# George Hotel - Sep 18



## UrbandonedTeam (Oct 25, 2018)

Luckily we remembered this one when we were visiting through Huddersfield and lucky my friend wore his 'urbex' clothes because his hoodie got absolutely shredded.



George Hotel



In a circa-1850s Victorian building across the street from Huddersfield train station, the George hotel in Huddersfield is a Grade II listed building. The 60 bed hotel was built in 1851 and closed in January 2013. This hotel is a 3 star rated hotel and was designed by William Walker.



Access to this one was rather tricky and as I said, we lost a solid hoodie during this explore, yet, we still think it was worth it. There is a lot to see but it is mainly concentrated in one part of the structure as all of the rooms have been stripped of anything interesting, except the wallpaper in some.



Exterior, many walk past every day with no idea that it lies abandoned. There is little to express this except a few warning signs on the main entrance door.











Inside we were immediately confronted by many empty spaces so we wondered whether the building had been stripped since it was last explored. However, as we moved further towards the front side, we were happy we were wrong.
· · · · · · ·
* _Tasks for this exercise_:
a) From the George Hotel post, extract the passage beginning at the words "Luckily we remembered" and ending after "got absolutely shredded.".
b) According to the George Hotel post, who designed the hotel?

* _Stored data_:
· · · · · · ·
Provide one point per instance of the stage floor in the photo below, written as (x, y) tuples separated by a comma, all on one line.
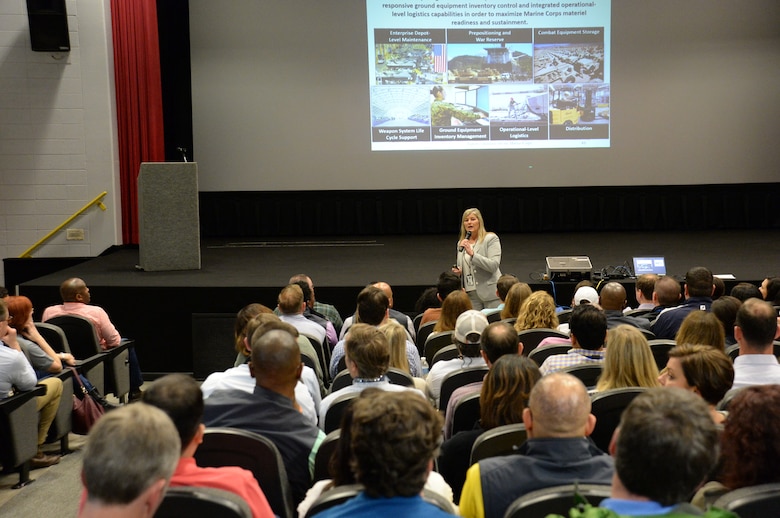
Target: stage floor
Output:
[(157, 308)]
· · · · · · ·
* _Answers given_:
a)
Luckily we remembered this one when we were visiting through Huddersfield and lucky my friend wore his 'urbex' clothes because his hoodie got absolutely shredded.

b) William Walker